** BEGIN Provided passage **

2

I have a very long list of li elements greater than 30 items. When I display this in a ul menu dropdown the list stretches down vertically which requires the browser window to be scrolled down to view every list element.

I'd like to do is group each row in the list to display 3 li elements instead of one per row in the ul menu.

what I did try is setting the style .sub-menu li used by the menu to display: inline as suggested here to display the li elements inline but that made no difference to the ordering horizontally.

So instead of this:

  • Jim
  • Jane
  • Jack
  • Jones
  • Jackson
  • Jhonny

It would display like this (where each three li elements in the list is grouped horizontally):

Jane John Jared

Jim James Jones

Question:

How can you display a list in horizontal groupings of n li elements?

** END Provided passage **

Short task 1:
Copy the rows below without any changes.

** BEGIN Extracted data **

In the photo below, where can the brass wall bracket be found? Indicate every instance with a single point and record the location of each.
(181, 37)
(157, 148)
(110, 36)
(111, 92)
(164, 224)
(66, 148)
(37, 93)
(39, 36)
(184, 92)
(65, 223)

** END Extracted data **

Short task 2:
Write out the list layout question from "I have a very" up to and including "the ordering horizontally.", swapping "browser window" for "screen".

Complete answer 1:
In the photo below, where can the brass wall bracket be found? Indicate every instance with a single point and record the location of each.
(181, 37)
(157, 148)
(110, 36)
(111, 92)
(164, 224)
(66, 148)
(37, 93)
(39, 36)
(184, 92)
(65, 223)

Complete answer 2:
I have a very long list of li elements greater than 30 items. When I display this in a ul menu dropdown the list stretches down vertically which requires the screen to be scrolled down to view every list element.

I'd like to do is group each row in the list to display 3 li elements instead of one per row in the ul menu.

what I did try is setting the style .sub-menu li used by the menu to display: inline as suggested here to display the li elements inline but that made no difference to the ordering horizontally.